EXERCISE PROMPT: Please reproduce the part of the listing below that opens with the line containing "the bush, which" and runs through the end of the listing, changing "innermost" to "central" and leaving everything else as it is.

EXCERPTED DATA:
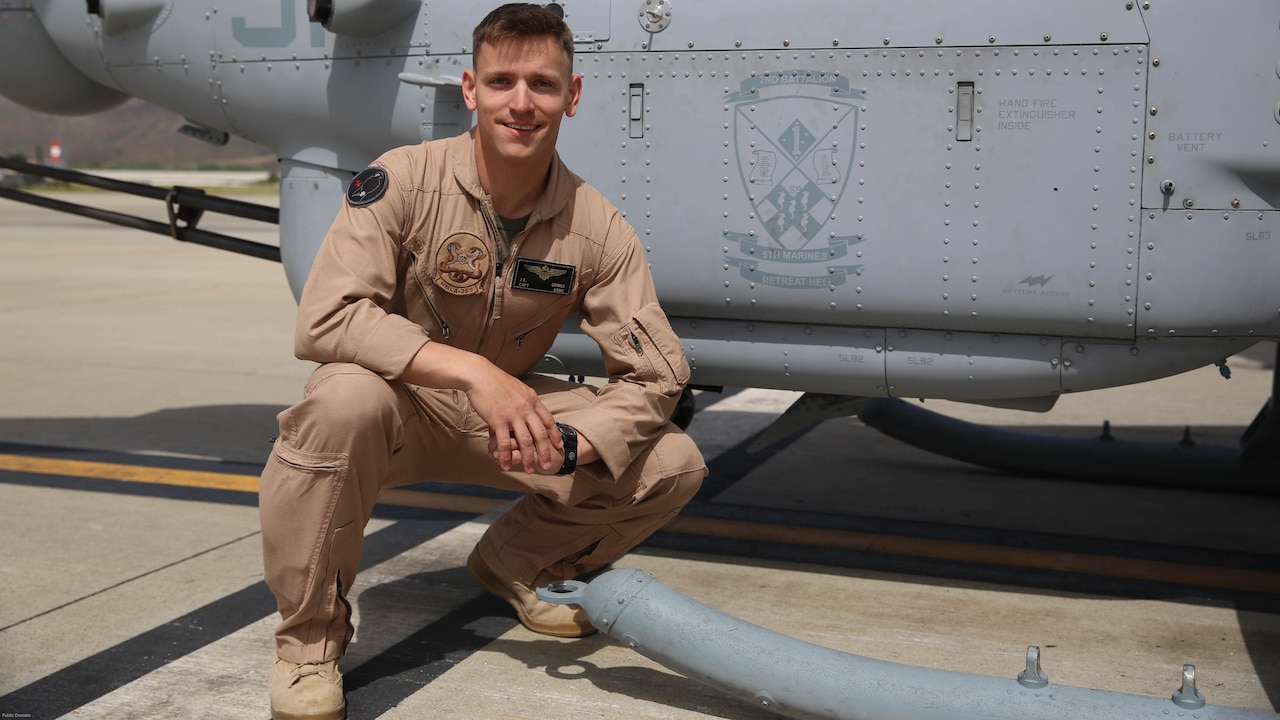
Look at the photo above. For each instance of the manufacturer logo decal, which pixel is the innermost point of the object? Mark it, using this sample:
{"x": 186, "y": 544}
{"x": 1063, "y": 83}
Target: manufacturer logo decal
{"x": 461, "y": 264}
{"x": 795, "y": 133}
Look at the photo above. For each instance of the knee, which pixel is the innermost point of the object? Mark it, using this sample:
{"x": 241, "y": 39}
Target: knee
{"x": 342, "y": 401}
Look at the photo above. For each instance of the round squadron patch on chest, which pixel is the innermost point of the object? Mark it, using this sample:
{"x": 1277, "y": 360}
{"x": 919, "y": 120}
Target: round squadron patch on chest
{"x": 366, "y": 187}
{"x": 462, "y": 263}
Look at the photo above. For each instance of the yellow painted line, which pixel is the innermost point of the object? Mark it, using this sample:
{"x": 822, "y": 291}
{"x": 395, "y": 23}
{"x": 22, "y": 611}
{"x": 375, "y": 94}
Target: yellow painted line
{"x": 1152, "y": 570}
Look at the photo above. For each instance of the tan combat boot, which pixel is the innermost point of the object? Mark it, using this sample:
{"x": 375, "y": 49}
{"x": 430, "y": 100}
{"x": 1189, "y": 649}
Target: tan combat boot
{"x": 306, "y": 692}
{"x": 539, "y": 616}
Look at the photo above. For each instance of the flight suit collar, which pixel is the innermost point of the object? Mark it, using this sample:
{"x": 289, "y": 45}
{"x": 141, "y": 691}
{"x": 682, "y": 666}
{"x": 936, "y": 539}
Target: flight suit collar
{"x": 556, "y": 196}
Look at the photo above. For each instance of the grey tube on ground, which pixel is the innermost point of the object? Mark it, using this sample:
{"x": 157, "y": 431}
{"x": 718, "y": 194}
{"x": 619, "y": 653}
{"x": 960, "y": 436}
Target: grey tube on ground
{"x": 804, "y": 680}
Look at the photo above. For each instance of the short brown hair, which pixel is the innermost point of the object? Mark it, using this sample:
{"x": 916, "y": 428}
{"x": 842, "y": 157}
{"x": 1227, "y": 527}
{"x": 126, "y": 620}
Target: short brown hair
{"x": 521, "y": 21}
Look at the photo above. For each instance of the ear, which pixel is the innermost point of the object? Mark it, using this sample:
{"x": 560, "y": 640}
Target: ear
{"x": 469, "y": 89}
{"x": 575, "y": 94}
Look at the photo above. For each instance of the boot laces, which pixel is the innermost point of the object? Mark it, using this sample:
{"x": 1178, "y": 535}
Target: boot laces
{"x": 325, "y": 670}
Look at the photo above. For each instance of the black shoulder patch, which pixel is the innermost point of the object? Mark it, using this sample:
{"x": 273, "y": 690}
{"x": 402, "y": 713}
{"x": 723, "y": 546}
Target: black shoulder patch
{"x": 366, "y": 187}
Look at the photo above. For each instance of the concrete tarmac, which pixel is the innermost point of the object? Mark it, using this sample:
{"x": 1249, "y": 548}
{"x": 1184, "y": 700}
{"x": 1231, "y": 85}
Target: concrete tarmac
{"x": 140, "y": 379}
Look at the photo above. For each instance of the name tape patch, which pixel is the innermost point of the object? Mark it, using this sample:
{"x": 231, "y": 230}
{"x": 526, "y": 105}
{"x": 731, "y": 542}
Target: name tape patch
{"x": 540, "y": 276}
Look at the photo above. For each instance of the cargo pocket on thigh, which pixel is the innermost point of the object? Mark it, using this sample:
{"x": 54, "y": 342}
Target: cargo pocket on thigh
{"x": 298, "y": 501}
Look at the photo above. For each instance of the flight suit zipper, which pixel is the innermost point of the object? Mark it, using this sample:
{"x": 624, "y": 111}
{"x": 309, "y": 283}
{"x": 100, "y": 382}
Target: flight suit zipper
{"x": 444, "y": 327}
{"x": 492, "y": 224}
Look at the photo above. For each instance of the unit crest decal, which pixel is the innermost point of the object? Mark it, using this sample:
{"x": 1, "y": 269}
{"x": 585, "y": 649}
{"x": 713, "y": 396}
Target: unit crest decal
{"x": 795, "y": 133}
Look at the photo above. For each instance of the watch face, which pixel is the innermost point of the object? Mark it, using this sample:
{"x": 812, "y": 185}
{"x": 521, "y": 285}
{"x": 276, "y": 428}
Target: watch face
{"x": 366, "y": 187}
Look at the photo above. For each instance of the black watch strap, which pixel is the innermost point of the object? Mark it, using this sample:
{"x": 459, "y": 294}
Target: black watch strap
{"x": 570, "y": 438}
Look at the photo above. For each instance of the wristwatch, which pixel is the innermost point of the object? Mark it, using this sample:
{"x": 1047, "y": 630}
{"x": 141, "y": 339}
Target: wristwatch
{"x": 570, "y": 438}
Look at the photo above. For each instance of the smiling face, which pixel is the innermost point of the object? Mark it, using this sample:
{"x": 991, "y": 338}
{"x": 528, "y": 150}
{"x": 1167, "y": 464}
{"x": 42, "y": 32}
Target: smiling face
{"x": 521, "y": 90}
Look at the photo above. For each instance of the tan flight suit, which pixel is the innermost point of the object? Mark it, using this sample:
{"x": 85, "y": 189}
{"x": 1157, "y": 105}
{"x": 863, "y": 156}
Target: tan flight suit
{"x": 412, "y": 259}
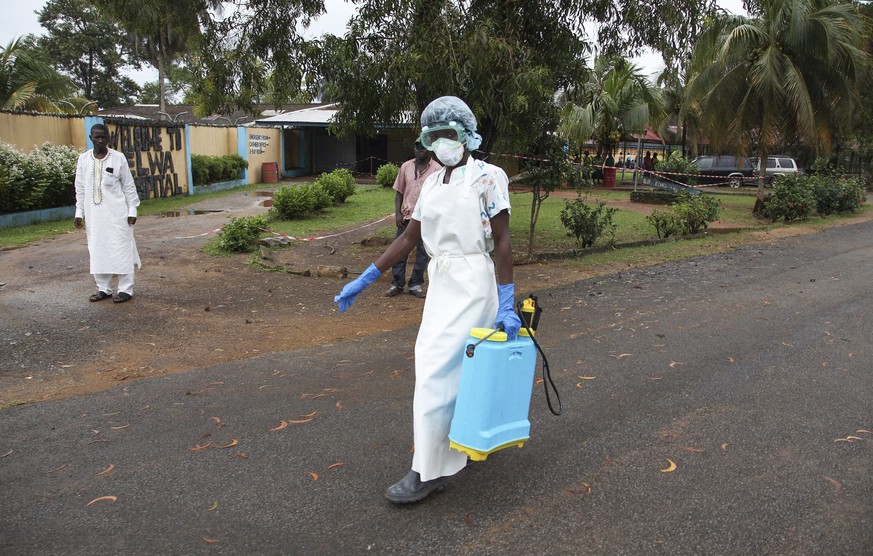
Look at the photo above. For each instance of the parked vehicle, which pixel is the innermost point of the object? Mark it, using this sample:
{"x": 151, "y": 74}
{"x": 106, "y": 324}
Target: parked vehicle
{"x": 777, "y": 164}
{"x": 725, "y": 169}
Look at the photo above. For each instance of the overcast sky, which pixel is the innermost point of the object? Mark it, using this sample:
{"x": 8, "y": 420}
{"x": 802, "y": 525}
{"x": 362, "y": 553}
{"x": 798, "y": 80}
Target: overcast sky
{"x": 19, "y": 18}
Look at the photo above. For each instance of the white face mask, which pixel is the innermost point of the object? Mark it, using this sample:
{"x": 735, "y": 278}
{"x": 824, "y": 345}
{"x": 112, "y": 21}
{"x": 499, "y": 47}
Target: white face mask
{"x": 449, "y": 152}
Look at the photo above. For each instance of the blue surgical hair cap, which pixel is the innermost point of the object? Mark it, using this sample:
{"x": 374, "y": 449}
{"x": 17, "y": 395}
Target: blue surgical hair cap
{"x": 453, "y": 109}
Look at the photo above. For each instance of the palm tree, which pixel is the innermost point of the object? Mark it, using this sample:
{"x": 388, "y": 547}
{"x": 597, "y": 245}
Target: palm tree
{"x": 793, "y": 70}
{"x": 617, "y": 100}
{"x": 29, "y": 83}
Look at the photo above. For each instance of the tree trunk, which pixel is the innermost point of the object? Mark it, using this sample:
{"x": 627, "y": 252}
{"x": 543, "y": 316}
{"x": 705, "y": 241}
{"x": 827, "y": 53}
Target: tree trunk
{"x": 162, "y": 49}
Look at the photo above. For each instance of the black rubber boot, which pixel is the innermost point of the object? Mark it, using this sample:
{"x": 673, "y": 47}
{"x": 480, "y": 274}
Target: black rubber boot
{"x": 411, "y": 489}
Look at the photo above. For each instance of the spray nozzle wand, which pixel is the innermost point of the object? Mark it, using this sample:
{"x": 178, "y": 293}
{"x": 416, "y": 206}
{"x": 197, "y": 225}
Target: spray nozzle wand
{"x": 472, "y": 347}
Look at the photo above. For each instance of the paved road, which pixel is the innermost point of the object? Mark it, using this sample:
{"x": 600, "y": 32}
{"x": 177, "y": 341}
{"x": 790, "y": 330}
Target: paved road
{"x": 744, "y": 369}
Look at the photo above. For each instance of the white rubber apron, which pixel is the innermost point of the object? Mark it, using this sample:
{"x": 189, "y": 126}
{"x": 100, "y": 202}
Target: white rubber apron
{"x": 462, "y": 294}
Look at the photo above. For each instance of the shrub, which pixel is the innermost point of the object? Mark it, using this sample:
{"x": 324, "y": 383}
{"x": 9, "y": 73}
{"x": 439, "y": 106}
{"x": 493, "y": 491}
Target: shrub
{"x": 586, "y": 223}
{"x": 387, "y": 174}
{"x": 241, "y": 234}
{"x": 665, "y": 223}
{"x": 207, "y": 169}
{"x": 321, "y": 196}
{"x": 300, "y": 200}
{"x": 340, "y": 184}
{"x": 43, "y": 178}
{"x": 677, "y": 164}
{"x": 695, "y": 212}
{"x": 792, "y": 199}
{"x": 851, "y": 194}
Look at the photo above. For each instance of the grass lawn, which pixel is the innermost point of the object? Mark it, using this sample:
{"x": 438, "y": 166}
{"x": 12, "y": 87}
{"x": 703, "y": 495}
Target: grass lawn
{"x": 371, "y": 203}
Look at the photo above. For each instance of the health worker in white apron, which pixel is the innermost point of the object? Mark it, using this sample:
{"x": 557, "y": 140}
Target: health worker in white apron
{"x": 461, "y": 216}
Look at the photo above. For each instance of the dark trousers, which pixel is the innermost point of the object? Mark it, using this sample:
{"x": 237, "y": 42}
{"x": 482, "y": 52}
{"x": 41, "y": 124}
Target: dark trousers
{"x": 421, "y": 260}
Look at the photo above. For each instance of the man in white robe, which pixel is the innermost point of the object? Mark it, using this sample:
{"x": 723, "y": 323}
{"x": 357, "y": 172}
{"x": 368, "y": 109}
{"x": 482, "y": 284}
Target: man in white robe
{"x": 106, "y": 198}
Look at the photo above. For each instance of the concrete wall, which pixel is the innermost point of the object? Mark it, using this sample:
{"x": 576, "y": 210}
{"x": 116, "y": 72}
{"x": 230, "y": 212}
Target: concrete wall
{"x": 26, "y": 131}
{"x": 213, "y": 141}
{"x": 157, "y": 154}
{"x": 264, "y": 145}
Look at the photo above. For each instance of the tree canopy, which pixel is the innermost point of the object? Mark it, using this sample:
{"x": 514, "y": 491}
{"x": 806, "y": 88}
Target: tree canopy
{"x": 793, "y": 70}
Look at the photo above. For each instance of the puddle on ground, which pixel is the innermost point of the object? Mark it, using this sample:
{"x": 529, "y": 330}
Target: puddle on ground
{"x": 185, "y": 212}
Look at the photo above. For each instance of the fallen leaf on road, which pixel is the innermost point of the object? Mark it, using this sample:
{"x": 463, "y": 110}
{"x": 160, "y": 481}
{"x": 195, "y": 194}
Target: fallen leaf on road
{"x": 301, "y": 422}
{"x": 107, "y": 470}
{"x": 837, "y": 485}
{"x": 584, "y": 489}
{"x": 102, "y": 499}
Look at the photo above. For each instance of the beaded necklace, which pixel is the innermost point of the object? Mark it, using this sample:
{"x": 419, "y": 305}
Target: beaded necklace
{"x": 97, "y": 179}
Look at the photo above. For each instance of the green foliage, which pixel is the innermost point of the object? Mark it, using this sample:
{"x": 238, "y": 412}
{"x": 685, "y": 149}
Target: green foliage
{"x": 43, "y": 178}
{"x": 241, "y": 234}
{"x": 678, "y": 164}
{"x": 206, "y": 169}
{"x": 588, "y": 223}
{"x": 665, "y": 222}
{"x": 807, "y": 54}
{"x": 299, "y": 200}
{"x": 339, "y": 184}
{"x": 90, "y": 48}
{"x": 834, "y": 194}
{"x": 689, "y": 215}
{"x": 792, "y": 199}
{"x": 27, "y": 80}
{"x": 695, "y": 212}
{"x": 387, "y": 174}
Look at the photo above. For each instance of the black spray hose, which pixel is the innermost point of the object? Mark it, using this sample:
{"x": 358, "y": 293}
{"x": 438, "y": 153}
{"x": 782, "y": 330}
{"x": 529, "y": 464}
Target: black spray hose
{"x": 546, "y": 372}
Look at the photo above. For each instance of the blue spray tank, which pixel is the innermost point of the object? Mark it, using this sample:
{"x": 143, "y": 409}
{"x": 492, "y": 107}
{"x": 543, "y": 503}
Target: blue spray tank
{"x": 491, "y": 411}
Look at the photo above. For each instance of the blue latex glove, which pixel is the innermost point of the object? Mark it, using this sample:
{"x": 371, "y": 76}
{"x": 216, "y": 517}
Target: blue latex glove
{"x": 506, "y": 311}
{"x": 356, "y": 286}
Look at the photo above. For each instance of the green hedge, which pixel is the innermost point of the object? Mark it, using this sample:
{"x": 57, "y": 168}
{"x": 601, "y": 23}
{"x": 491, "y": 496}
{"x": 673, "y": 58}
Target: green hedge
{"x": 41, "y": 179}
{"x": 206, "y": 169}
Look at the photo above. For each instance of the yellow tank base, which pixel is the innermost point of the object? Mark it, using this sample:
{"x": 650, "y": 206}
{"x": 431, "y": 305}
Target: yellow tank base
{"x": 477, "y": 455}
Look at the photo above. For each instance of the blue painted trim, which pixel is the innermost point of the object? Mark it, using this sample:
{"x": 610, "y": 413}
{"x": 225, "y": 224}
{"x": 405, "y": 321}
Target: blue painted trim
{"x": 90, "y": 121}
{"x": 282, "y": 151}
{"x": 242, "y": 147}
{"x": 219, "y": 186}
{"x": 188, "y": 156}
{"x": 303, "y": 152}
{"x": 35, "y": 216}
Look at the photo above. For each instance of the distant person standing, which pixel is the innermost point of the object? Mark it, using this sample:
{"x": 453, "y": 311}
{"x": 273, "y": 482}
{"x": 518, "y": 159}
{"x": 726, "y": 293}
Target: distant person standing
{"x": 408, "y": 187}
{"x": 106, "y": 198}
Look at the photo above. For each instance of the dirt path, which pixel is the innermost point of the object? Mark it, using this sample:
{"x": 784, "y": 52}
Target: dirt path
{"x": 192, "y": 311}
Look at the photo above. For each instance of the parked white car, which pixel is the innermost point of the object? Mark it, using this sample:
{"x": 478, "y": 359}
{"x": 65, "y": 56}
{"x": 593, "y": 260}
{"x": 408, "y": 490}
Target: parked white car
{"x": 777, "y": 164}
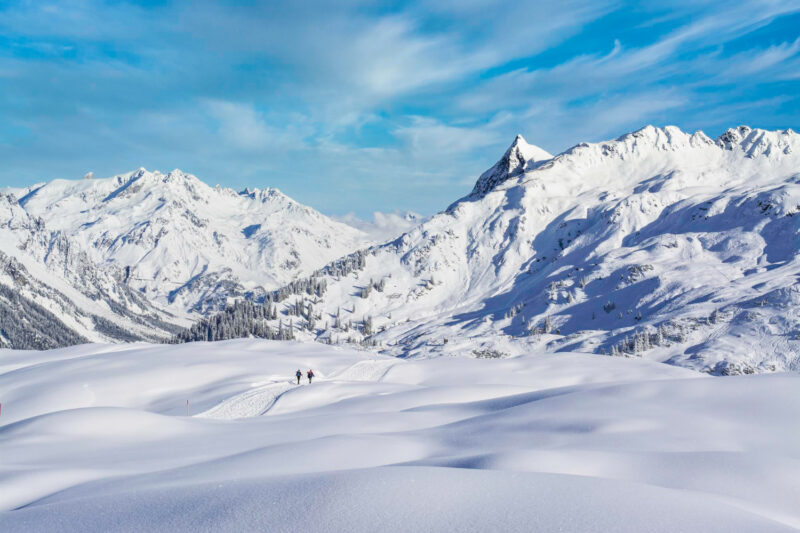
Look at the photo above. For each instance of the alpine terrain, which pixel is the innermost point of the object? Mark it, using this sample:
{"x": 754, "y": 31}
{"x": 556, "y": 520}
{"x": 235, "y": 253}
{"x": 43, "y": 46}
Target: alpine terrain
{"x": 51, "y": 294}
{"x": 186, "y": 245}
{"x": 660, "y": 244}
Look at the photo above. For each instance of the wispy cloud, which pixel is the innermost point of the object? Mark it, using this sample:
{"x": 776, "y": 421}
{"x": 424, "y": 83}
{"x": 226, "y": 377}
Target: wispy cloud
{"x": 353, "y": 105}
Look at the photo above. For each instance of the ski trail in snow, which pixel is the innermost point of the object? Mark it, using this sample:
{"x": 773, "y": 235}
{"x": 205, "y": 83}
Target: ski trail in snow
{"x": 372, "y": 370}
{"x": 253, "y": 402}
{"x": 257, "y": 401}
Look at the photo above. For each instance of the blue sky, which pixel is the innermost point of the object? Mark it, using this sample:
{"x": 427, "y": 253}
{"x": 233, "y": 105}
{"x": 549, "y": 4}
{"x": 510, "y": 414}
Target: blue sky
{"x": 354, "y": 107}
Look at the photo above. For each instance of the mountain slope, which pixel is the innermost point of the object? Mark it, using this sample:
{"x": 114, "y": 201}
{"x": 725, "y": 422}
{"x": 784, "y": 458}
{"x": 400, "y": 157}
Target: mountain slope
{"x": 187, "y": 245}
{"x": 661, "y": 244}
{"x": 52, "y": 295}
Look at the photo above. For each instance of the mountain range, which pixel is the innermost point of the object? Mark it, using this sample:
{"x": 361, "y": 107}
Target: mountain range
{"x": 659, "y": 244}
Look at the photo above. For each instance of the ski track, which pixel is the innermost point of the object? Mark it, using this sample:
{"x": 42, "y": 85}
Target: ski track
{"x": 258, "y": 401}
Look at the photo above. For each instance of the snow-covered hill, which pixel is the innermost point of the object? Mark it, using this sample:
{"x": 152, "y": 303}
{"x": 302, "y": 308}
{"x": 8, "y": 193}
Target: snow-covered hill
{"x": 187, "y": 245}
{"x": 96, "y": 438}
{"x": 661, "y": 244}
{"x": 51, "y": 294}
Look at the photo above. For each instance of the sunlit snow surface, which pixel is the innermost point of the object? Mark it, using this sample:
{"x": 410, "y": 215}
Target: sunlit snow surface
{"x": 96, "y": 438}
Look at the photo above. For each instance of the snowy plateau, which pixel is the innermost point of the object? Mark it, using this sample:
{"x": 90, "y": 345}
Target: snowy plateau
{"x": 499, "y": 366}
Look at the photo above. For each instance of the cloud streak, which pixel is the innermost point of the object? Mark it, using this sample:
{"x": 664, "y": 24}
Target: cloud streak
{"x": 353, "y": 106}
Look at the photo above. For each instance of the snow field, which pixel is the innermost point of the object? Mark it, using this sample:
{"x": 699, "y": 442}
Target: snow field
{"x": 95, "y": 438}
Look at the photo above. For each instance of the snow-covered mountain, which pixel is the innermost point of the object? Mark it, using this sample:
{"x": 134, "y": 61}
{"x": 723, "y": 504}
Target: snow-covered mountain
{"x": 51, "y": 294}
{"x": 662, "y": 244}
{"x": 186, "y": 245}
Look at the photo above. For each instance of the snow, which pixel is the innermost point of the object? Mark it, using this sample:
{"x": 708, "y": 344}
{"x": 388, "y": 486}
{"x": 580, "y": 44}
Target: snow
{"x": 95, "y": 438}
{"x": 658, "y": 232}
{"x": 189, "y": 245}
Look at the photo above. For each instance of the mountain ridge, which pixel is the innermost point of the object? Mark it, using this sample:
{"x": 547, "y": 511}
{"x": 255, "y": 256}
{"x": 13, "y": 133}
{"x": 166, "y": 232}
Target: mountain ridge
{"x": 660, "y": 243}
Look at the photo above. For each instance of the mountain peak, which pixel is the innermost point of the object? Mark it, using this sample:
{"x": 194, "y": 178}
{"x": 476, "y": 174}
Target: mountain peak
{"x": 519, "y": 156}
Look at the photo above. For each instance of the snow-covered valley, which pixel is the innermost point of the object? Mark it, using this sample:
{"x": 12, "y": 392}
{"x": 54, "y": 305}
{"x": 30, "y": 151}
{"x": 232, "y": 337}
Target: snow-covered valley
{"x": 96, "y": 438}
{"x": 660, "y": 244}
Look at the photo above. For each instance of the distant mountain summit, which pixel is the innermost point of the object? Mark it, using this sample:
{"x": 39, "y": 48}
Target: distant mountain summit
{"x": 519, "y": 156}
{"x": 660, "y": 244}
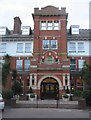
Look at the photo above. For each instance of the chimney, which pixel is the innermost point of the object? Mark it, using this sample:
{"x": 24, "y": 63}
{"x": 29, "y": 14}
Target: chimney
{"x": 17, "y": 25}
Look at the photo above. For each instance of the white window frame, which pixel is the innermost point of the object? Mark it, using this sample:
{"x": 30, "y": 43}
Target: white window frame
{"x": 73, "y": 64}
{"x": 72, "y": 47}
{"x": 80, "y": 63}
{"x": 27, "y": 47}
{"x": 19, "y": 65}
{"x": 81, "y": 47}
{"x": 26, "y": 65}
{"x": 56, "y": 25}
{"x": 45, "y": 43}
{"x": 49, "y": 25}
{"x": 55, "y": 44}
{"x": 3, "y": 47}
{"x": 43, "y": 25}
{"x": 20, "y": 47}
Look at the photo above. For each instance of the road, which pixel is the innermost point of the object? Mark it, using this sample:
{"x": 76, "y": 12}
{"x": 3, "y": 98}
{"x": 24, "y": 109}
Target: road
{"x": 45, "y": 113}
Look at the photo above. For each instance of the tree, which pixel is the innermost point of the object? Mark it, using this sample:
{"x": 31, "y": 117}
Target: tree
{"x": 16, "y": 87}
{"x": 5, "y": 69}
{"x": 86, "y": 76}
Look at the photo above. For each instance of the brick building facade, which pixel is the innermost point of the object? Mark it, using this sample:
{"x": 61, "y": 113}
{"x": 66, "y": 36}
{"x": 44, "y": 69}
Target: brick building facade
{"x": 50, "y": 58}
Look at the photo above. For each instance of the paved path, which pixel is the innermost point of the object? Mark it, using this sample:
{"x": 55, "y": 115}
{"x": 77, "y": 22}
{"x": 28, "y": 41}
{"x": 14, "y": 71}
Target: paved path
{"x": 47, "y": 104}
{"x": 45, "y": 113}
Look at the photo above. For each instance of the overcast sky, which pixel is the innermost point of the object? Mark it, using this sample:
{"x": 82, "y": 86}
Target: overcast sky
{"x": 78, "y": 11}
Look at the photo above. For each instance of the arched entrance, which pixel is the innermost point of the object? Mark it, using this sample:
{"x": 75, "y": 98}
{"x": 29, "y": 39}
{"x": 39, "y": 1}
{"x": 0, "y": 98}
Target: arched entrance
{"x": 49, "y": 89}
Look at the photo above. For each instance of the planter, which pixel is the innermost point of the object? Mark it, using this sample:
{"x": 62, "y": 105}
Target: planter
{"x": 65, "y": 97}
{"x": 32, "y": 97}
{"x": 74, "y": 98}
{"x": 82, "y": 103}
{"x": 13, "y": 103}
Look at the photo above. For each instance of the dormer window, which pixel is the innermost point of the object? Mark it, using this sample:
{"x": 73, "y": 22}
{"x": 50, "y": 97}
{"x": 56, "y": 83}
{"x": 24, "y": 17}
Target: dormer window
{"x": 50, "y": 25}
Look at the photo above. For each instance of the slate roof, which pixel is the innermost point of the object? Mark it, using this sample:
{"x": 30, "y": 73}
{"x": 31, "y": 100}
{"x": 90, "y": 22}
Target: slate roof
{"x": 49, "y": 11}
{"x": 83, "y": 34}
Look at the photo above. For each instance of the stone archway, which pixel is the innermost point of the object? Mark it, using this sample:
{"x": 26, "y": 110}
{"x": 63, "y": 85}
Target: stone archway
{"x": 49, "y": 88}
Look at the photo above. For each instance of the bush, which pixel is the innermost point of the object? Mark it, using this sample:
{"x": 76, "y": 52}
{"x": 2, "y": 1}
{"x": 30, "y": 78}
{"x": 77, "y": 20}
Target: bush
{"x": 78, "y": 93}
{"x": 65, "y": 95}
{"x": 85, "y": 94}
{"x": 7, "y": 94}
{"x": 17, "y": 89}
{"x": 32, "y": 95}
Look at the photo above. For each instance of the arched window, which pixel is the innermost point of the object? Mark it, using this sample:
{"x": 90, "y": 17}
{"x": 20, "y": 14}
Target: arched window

TASK RESULT:
Look at the photo above. For each instance of the bush, which pixel is the central point of the object? Mark it, using this sample:
{"x": 76, "y": 52}
{"x": 2, "y": 1}
{"x": 30, "y": 78}
{"x": 77, "y": 20}
Target: bush
{"x": 78, "y": 93}
{"x": 65, "y": 95}
{"x": 85, "y": 94}
{"x": 7, "y": 94}
{"x": 17, "y": 89}
{"x": 32, "y": 95}
Look at the photo above. For each instance of the arched window, which pixel is the central point of the object? Mark it, using this sample:
{"x": 90, "y": 17}
{"x": 20, "y": 14}
Target: arched window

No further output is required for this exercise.